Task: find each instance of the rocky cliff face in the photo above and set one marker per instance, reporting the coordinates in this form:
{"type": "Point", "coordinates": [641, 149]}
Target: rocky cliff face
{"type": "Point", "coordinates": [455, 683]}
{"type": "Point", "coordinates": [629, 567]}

* **WHAT YOU HAVE TO DO**: Reproduce every line of the records above, including the requests, and raise each coordinate in the answers by 9. Leave the numbers in the requests and in their sample format as they are.

* **FINISHED EXERCISE**:
Task: find each instance of the rocky cliff face in the photo above and set one marker per instance, reporting the coordinates in this form:
{"type": "Point", "coordinates": [641, 149]}
Target: rocky cliff face
{"type": "Point", "coordinates": [464, 692]}
{"type": "Point", "coordinates": [638, 576]}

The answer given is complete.